EXERCISE BRIEF: Rewrite every line of the items below as a numbered list, skipping any blank lines. Leave the pictures out of your answer.
- - - - -
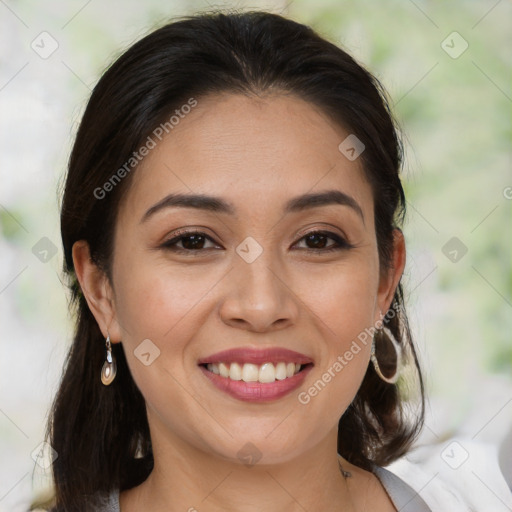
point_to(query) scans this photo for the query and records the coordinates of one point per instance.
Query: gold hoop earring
(398, 350)
(109, 370)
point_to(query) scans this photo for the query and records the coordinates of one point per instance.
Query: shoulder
(459, 475)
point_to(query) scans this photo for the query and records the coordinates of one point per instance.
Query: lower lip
(257, 391)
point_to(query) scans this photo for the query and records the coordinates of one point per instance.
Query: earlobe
(389, 281)
(97, 290)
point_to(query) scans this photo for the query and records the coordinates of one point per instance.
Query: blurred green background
(453, 104)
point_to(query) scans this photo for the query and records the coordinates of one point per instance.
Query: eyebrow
(219, 205)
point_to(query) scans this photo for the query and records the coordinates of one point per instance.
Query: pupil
(195, 241)
(315, 236)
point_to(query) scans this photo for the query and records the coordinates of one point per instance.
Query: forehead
(257, 152)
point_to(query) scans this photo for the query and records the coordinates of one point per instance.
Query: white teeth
- - - - -
EXERCISE ANSWER:
1. point_to(query) scans this photo for the query and records the coordinates of one point per instance.
2. Query: gold hoop earring
3. (398, 350)
4. (109, 370)
5. point_to(query) scans this photo for the query and records the coordinates of one point per instance.
6. Query: shoulder
7. (459, 475)
8. point_to(query) scans this photo for the query and records the coordinates of one point per instance.
9. Query: lower lip
10. (257, 391)
11. point_to(query) scans this photo for the query and records the coordinates of one point per instance.
12. Query: earlobe
13. (389, 281)
14. (97, 290)
15. point_to(query) scans this photo for the query and records the coordinates of one point per instance.
16. Query: blurred green background
17. (453, 104)
18. point_to(query) scans this photo for the query and records the coordinates of one point per instance.
19. Query: eyebrow
20. (219, 205)
21. point_to(query) scans this photo for the query and records the coordinates of one point per instance.
22. Query: pupil
23. (195, 241)
24. (315, 236)
25. point_to(query) scans this photo for the query and records the coordinates of one point per instance.
26. Query: forehead
27. (257, 152)
28. point_to(query) scans this photo for the query and records the coordinates of one point per instance.
29. Query: white teeth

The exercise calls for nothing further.